─── TEKS YANG DIBERIKAN

Para Pekerja Migran Indonesia menyalurkan suaranya di Ladang Andamy, Sandakan, Sabah, Malaysia (9/4/2019) |
Tanggal 21 Mei
2019 dini hari menjadi babak baru kehidupan berdemokrasi kita, tidak lain
karena Komisi Pemilihan Umum (KPU) telah mengumumkan pemenang Pemilihan Umum
2019. Hasilnya, Ir. H. Joko Widodo dan KH. Ma’ruf Amin dinyatakan sebagai
pemenang dari kompetitornya, H. Prabowo Subianto dan H. Salahudin Sandiaga Uno.
Prosentase
kemenangan 55,50 % berbanding dengan 45,50 %. Hasil inilah cerminan dari proses
panjang perjalanan pesta demokrasi kita. Segala upaya, biaya, daya, bahkan
nyawa telah di berikan untuk mensukseskan pesta 5 tahunan ini.
Tercatat di data
Kemenkes per 17 Mei 2019, bahwa 527 petugas KPPS meninggal dan 11.239 orang
sakit. Tidak hanya didalam negeri pengorbanan itu diberikan, untuk menjaga
setiap hak suara orang Indonesia, KPU membentuk Panitia Pemunguan Suara Luar
Negeri (PPSLN) diberbagai penjuru dunia. Tidak mudah. Karena harus menembus
berbagai birokrasi diberagai negara.
Salah satu PPSLN
yang dibentuk di Kota Kinabalu, Sabah, Malaysia. Daftar Pemilih Tetap (DPT) yang
telah ditetapkan sebanyak 140.878 orang. Untuk TPS yang tercatat sebanyak 26
dan Kotak Suara Keliling (KSK) sebanyak 433 pada tujuh distrik, yaitu
Sandakan-Kinabatangan, Kudat, Keningau, Labuan, Beafourt-Sipitang, Bandar Kota
Kinabalu 1 dan 2.
Segala tantangan
dan hambatan menjadi kendala tersendiri ketika melaksanakan pemilu di luar
negeri. Tidak seperti di Indonesia, orang-orang Indonesia yang berada di Sabah
telah bercampur dengan penduduk lokal maupun orang Filiphina yang terkadang
kita sukar membedakaanya. Dan masih banyak tantangan lainnya.
Tantangan
di Ladang
Hari Minggu, 7
April 2019 berkumpul para petugas KSK diseluruh Distrik Sandakan-Kinabatangan
di Hotel Livingston, Sandakan. Tujuannya tidak lain mengambil logistik dan
kotak suara untuk melakukan pemungutan suara esok harinya.
Pengambilan
berjalan lancar, namun ada beberapa kendala. Salah satunya adalah terbakarnya
mobil pengangkut KSK yang baru diambil di Sandakan. Peristiwa ini juga saya
lihat sendiri, betapa api begitu ganas melumat segala isi, termasuk mobilnya. Untung saja kawa saya selamat.
Kejadian ini terjadi di jalan Jalan Sapi Nangoh-Paitan yang tujuannya akan
dibawa ke wilayah kerja Perusahaan Sawit IJM dan Meridian.

──────

## TUGAS
Cetak bagian teks tentang Pemilu 2019 di Sabah dari "Tercatat di data" sampai "birokrasi diberagai negara.", sama persis kata demi kata. Baris-baris data tidak berperan apa pun di sini.

─── BARIS DATA

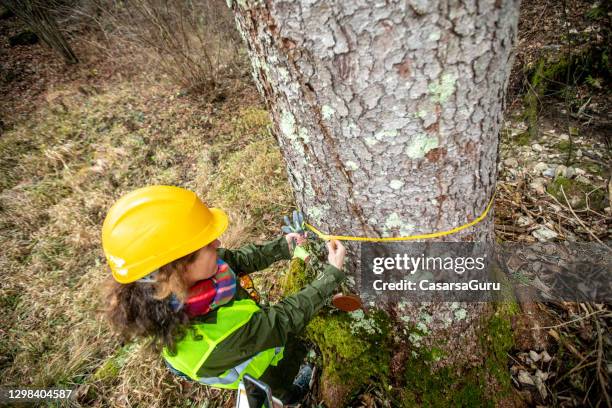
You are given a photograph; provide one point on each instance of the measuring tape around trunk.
(327, 237)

──────

## KELUARAN LENGKAP
Tercatat di data
Kemenkes per 17 Mei 2019, bahwa 527 petugas KPPS meninggal dan 11.239 orang
sakit. Tidak hanya didalam negeri pengorbanan itu diberikan, untuk menjaga
setiap hak suara orang Indonesia, KPU membentuk Panitia Pemunguan Suara Luar
Negeri (PPSLN) diberbagai penjuru dunia. Tidak mudah. Karena harus menembus
berbagai birokrasi diberagai negara.